26. The letter is one of the few items approaching tangible evidence which Mr Sweeney has elected to make reference by way of opposition to the present application for security for costs, in circumstances where the majority of the exhibits to his affidavit are either inter partes correspondence, documents emanating from [Limerick Private Ltd]...(the ‘Information Memorandum’ and the ‘Business Case’) or its proposed venture partner, UK Specialist Hospitals Ltd (the letter of 12th May 2012 and the March 2013 ‘High Quality and Efficiency Model of Elective Care’ document). It is therefore appropriate to examine the letter here. Aspects of the letter will be a matter for submission in due course; however, without in any way detracting from that position, I would make a number of discrete observations upon it.
27. First, contrary to what is implied at para.31 which states ‘AIB was prepared to provide a loan...’ the letter does not in fact evidence loan approval at all. As is apparent from the final lines thereof:
‘The above is the basis...[on] which AIB Business Banking Cork are prepared to recommend this proposal to the relevant Sanctioning Authority of AIB Group and is subject to change. Please note that this does not constitute any offer of loan facilities.’
28. Indeed, I note that Mr Dillon of Grant Thornton also takes the view...that the relevant letter ‘should be considered highly conditional and in no way representing committed funding.’
29. Second, the letter is dated 13th July 2007. However, the plaintiffs’ formal application to VHI for approval of the hospital was not made until 2011. No evidence has been adduced by Mr Sweeney that even the limited position set out in the 2007 letter, i.e. that a particular unit within AIB was ‘prepared to recommend’ a loan proposal to a higher entity within that bank - actually subsisted until 2011. The lending environment had significantly changed in the intervening years; a point which I will return to below.

**ASSIGNMENT 1**
Please say whether each statement agrees with the passage about the AIB letter, answering yes or no and quoting the words that decide it: (a) The letter is dated 13th July 2007. (b) The letter constitutes an offer of loan facilities. (c) The plaintiffs made their formal application to VHI in 2009.
**ASSIGNMENT 2**
Write the next paragraph of the passage about the AIB letter, picking up after its last sentence.
The records that come next aren't needed for this work.

**RECORDED DATA**
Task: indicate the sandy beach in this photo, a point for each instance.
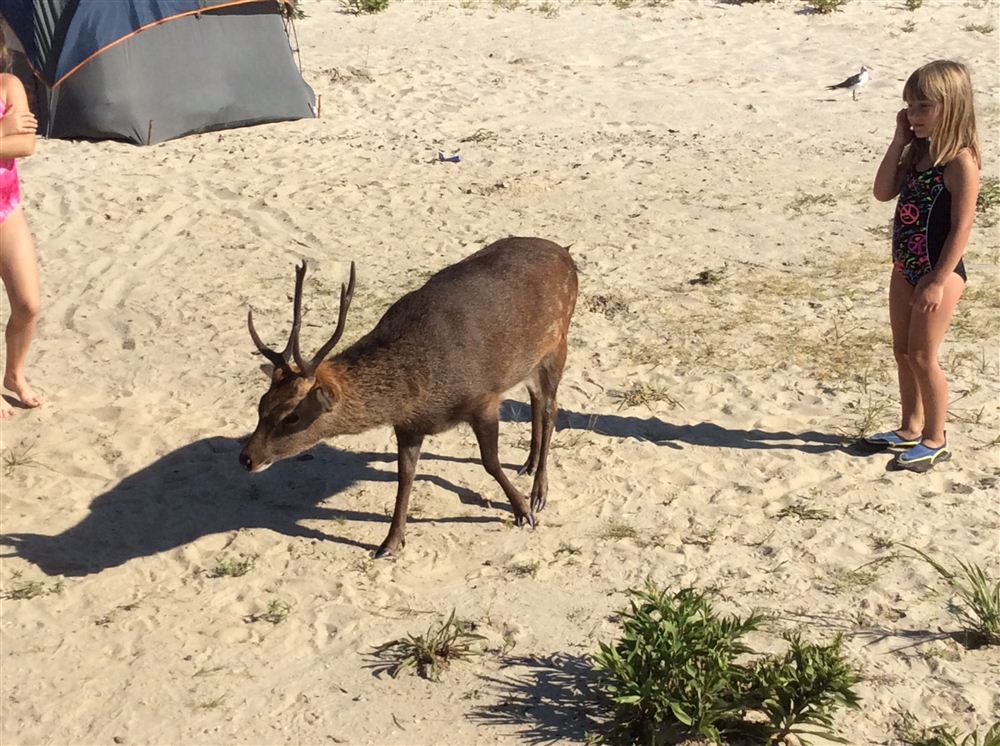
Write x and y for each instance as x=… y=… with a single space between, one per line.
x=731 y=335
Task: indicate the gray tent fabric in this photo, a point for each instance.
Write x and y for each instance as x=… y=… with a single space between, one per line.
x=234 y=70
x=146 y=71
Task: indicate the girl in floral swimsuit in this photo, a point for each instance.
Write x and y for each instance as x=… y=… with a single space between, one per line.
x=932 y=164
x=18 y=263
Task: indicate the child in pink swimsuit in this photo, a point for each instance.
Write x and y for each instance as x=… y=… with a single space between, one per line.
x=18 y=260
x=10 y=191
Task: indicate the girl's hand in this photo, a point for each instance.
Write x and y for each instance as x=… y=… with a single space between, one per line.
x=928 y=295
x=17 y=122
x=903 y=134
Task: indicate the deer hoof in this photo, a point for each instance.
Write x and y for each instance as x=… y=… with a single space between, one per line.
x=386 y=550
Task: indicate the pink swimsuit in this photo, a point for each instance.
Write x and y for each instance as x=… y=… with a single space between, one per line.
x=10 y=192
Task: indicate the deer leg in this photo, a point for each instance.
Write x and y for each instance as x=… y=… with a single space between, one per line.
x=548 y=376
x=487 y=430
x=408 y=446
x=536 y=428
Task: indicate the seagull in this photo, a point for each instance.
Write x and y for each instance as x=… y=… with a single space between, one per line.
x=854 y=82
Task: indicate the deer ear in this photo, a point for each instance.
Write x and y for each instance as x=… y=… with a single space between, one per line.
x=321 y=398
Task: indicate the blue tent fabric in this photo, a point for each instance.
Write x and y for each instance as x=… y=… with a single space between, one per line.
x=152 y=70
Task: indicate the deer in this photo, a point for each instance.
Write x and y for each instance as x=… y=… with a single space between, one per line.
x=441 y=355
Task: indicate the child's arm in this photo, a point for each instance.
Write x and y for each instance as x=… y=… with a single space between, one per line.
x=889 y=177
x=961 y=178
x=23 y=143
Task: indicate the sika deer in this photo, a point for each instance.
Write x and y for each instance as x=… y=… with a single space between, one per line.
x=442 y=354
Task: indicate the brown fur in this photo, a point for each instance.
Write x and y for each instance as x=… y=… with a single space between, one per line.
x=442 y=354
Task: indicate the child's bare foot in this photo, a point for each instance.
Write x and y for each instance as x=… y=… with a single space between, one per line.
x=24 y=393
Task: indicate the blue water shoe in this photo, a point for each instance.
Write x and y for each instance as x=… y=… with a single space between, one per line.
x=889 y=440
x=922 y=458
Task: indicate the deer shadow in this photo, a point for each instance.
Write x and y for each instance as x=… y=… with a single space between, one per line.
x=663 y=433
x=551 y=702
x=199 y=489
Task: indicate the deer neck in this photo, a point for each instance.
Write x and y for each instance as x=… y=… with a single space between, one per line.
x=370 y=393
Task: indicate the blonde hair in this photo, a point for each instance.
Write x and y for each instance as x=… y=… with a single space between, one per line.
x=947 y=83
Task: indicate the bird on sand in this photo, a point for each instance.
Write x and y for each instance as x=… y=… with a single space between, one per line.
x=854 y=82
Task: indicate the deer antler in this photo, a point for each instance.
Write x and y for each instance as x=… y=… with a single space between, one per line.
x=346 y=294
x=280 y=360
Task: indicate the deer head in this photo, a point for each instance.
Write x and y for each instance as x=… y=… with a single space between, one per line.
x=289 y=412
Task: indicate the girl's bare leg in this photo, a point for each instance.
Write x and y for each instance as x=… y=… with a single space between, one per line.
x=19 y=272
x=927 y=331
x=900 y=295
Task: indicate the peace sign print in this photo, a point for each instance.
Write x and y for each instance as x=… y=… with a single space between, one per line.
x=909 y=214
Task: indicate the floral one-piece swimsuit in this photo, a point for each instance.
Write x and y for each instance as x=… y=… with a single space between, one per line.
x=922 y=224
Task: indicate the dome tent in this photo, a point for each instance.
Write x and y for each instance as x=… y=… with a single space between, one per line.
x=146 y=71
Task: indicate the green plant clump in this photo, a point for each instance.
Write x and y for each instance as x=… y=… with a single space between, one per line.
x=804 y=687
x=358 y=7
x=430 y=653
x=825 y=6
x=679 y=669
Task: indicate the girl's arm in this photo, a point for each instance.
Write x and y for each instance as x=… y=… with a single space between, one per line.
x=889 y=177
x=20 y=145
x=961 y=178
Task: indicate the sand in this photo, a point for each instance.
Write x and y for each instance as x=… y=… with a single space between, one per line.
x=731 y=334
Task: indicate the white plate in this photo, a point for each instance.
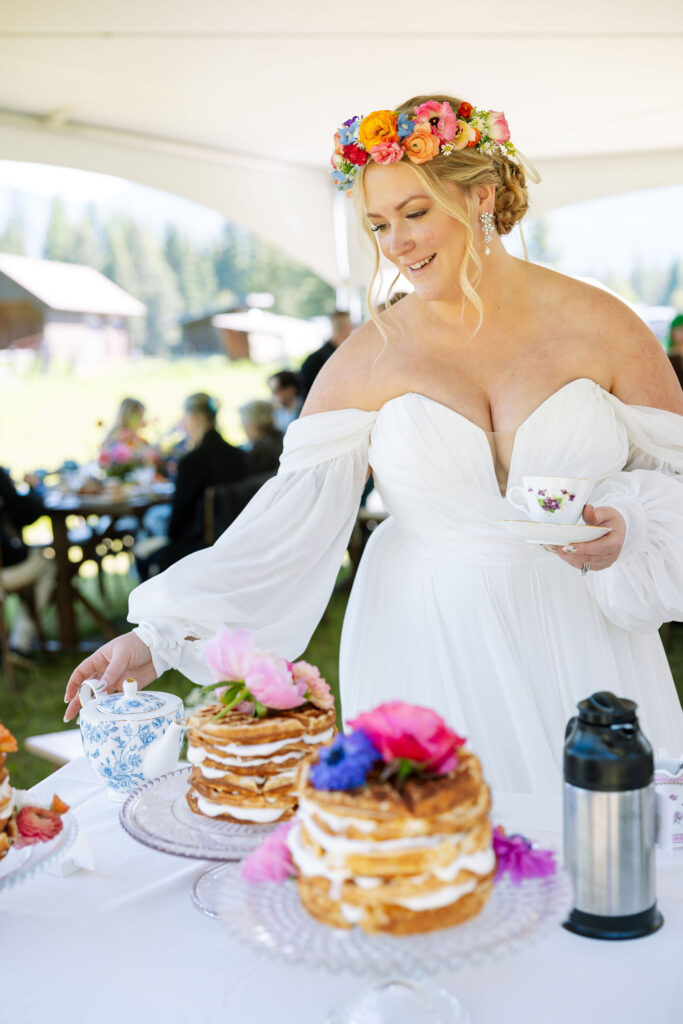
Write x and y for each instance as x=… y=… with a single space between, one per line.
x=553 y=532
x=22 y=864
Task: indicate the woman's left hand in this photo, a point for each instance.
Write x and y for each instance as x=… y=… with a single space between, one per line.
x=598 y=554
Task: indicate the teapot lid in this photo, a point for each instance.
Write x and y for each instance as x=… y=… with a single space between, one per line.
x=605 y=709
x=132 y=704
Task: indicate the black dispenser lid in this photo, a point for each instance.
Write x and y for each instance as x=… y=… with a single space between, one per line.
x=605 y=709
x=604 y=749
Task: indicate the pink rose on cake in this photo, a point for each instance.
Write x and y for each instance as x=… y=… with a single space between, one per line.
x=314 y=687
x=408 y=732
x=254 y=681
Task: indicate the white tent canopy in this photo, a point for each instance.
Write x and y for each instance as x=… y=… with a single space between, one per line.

**EXPECTED ANSWER 1**
(a) Yes: "the letter is dated 13th July 2007"
(b) No: "Please note that this does not constitute any offer of loan facilities."
(c) No: "the plaintiffs’ formal application to VHI for approval of the hospital was not made until 2011"

**EXPECTED ANSWER 2**
30. Third, there are a variety of other conditions in the letter quite apart from that of approval by VHI. If necessary, these will be a matter for submission in due course. However, I would briefly note a number of matters.
a) As I have already alluded to above, no evidence has been provided to demonstrate as to how Condition No.1 would have been complied with, namely €21,000,000...own funds to be introduced up front to the project’
b) Indeed, a short number of years later in December 2012, it appears - from para.37(a) of Mr Sweeney’s affidavit - that ACC Bank registered a judgment mortgage over one of his properties, which seems to indicate unspecified borrowings as well as financial difficulty, at least on his part.
c) Condition No.9 required ‘Cost overrun Guarantee to be provided by the Promoters and Bank to be satisfied with the ability of Promoters to meet any overruns to the project.’ In common with the vast majority of the conditions, no evidence has been provided which tends to indicate (even to the level germane to a security for costs application) that this condition could have been fulfilled.
d) No evidence has been forthcoming as to what the feasibility would have been of securing a ‘Fixed price contract...for the construction of the Hospital at €54,600,000 (Condition No 2) in either late 2007 or subsequently. Conditions Nos 3 and 4 are also relevant in that regard, with Condition No 4 requiring that AIB had to be satisfied with the abilities of any putative building contractor to ‘complete the project on budget and within timescale’. Information has not been provided with respect to what the ‘timescale’ would have been, a matter which is, in turn, of possible relevance to the situation regarding AIB and other banks in the years which followed.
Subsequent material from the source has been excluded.